## [Task brief]
Return the data in full, exactly as it was written.

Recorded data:
=== Begin Enclosure ===

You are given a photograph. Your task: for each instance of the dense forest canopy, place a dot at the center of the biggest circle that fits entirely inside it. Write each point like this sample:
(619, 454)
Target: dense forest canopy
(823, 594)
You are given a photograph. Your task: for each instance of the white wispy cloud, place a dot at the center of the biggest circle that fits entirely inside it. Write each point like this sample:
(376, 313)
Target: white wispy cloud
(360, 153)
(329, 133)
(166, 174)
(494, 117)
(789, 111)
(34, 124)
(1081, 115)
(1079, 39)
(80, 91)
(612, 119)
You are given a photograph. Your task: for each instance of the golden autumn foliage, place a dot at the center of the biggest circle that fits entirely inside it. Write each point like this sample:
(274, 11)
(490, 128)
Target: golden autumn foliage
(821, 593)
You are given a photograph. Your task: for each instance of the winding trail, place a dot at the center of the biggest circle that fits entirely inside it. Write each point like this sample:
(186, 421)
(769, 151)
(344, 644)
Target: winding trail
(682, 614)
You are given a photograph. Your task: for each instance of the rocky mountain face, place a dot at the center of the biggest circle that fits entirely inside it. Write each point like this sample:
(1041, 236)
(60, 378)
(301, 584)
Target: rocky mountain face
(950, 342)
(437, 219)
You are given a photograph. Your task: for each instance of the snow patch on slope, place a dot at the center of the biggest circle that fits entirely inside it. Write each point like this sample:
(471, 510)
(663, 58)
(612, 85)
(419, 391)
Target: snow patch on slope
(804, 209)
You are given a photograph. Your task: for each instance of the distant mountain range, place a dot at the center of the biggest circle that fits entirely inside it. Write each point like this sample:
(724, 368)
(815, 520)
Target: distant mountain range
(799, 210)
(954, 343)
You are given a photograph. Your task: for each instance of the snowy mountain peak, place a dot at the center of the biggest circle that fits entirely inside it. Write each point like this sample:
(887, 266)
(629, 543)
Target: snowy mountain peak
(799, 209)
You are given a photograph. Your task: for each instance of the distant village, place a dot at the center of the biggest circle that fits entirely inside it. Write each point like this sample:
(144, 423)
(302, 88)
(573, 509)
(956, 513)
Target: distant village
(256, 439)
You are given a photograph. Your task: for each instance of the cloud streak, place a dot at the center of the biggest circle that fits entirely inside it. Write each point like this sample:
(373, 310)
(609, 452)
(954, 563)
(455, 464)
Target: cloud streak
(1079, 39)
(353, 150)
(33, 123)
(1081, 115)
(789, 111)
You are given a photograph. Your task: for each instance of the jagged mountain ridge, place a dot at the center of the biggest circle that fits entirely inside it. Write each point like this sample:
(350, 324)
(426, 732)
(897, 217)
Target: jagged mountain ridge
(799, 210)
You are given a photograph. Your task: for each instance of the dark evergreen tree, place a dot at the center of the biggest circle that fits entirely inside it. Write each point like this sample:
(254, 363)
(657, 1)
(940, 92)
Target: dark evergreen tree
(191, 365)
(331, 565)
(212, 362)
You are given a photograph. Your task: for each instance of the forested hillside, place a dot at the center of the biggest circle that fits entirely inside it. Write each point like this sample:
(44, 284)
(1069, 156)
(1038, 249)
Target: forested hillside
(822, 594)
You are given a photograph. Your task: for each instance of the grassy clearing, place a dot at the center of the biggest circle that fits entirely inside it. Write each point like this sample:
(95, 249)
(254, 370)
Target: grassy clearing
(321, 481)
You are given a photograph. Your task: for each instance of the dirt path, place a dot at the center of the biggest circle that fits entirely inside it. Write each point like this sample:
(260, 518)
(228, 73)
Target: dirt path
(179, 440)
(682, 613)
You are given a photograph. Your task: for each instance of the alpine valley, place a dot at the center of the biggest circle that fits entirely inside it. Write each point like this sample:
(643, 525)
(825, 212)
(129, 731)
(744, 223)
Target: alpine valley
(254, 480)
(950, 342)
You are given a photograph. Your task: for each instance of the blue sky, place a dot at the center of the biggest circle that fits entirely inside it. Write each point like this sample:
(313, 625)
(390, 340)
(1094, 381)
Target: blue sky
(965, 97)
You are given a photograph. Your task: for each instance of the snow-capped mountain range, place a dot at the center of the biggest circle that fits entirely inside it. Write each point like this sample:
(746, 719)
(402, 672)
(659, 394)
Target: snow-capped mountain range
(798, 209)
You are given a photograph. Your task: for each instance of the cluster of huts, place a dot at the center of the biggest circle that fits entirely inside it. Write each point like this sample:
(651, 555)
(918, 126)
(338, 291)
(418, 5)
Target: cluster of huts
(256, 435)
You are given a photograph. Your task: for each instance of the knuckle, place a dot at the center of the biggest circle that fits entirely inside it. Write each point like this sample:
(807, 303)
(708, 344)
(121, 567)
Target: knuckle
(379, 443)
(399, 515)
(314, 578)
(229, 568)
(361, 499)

=== End Enclosure ===

## [Response area]
You are given a photograph. Your task: for each instance of the dense forest canopy, place a dot at the center of the biggest circle that fits entirely inside it. Write each point like this sample:
(619, 454)
Target: dense forest canopy
(823, 594)
You are given a photograph. Your task: for each instance of the white wispy cloud, place a dot at the center of the biggest circle that fits entirely inside it. Write each point like this sample:
(376, 313)
Target: white wispy cloud
(360, 153)
(329, 133)
(166, 174)
(494, 117)
(789, 111)
(34, 124)
(1081, 115)
(1079, 39)
(80, 91)
(612, 119)
You are given a photograph. Your task: for each instance of the golden autumn foliage, place a dot at the center of the biggest circle that fits entirely inside it. Write each point like this sample:
(274, 11)
(490, 128)
Target: golden autumn foliage
(821, 593)
You are given a photograph. Your task: for each instance of the winding trail, place a dot at the center of the biggest circle that fits entirely inside it. Write each point like this sample:
(186, 421)
(769, 151)
(344, 644)
Target: winding trail
(682, 614)
You are given a photograph. Your task: for each instance of the rocky mountain face, place a dot at the center of the biggest circle that fits entirely inside it. Write each point like this sample:
(1041, 236)
(60, 378)
(301, 584)
Target: rocky mountain face
(950, 342)
(437, 219)
You are given a photograph. Your task: for each instance of the snow patch on slope, place a dot at the center of the biggest circle that fits entirely inside it. Write each point like this sample:
(471, 510)
(663, 58)
(612, 85)
(419, 391)
Target: snow patch on slope
(804, 209)
You are given a photograph. Your task: for each instance of the distant mountain range, place a dot at the center of the biggest circle that fits entirely inside it. Write each point like this sample:
(724, 368)
(815, 520)
Target: distant mountain range
(799, 210)
(954, 343)
You are given a photograph. Your task: for each instance of the snowy mountain peak, place a dot at the center of the biggest circle that fits entirely inside it. Write each point like this sample:
(887, 266)
(629, 543)
Target: snowy mountain peak
(799, 209)
You are given a photograph. Your task: for each instance of the distant village, place a dot at the center of the biggest circle that fits entirely inside it. Write each point like this sample:
(144, 423)
(302, 88)
(573, 509)
(956, 513)
Target: distant village
(256, 439)
You are given a photograph. Your task: for each instance of the cloud streak, place a dot at the center of the biggest circle that fits entirely inside it. Write each point like this sample:
(373, 310)
(609, 452)
(954, 563)
(455, 464)
Target: cloud streak
(1079, 39)
(353, 150)
(33, 123)
(1081, 115)
(789, 111)
You are given a photograph. Your task: for each instance of the jagged mountain ridge, place a dot at the center of the biggest circle that fits entirely inside it. Write each point like this sample:
(350, 324)
(426, 732)
(897, 217)
Target: jagged mountain ridge
(799, 210)
You are given a photograph. Your task: for each instance of the dark evergreen tree, place a dot at the center of the biggest circle that fits entirely inside it. Write each point like this sample:
(254, 363)
(657, 1)
(940, 92)
Target: dark evergreen tree
(191, 365)
(331, 565)
(212, 362)
You are given a photograph. Your task: for each instance of the forested hillside, place a dot at the center of the biggest circle that fits entirely inside it. Write each point like this sample:
(44, 284)
(1069, 156)
(1038, 249)
Target: forested hillside
(822, 594)
You are given a photograph. Your task: for each instance of the grassy clearing, place a dot at the center of the biggest circle that fits entirely inside it. Write each point like this sample:
(95, 249)
(254, 370)
Target: grassy clearing
(321, 481)
You are given a photograph. Your task: for each instance of the dirt path, place a dot at the center of the biggest circle that fits entirely inside it. Write each point like this sample:
(260, 518)
(228, 73)
Target: dirt path
(179, 440)
(682, 613)
You are given a photograph. Your task: for each instance of the alpine valley, place a dot at the center of the biggest circle that fits entirely inside it. Write each point like this sample:
(643, 525)
(825, 212)
(129, 731)
(744, 223)
Target: alpine valley
(254, 480)
(950, 342)
You are given a photograph. Your task: for each instance of the blue sky, place a dot at the center of the biggest circle that fits entirely inside it. Write each point like this sample:
(313, 625)
(390, 340)
(1094, 381)
Target: blue sky
(965, 97)
You are given a photograph. Your task: for each instance of the snow-capped mountain range, place a dot at the center of the biggest circle that fits entirely inside it. Write each point like this sample:
(746, 719)
(402, 672)
(659, 394)
Target: snow-capped mountain range
(798, 209)
You are given a photograph. Your task: for each instance of the cluster of huts, place a dot at the center of the biggest circle that fits entirely inside it. Write each point like this sample:
(651, 555)
(918, 126)
(338, 291)
(418, 5)
Target: cluster of huts
(256, 435)
You are given a photograph. Your task: for each instance of the knuckle, place a dot at the center of the biggest circle that fits entirely inside it. Write each point like this sample:
(807, 303)
(708, 344)
(121, 567)
Target: knuckle
(379, 443)
(399, 515)
(314, 578)
(229, 568)
(361, 499)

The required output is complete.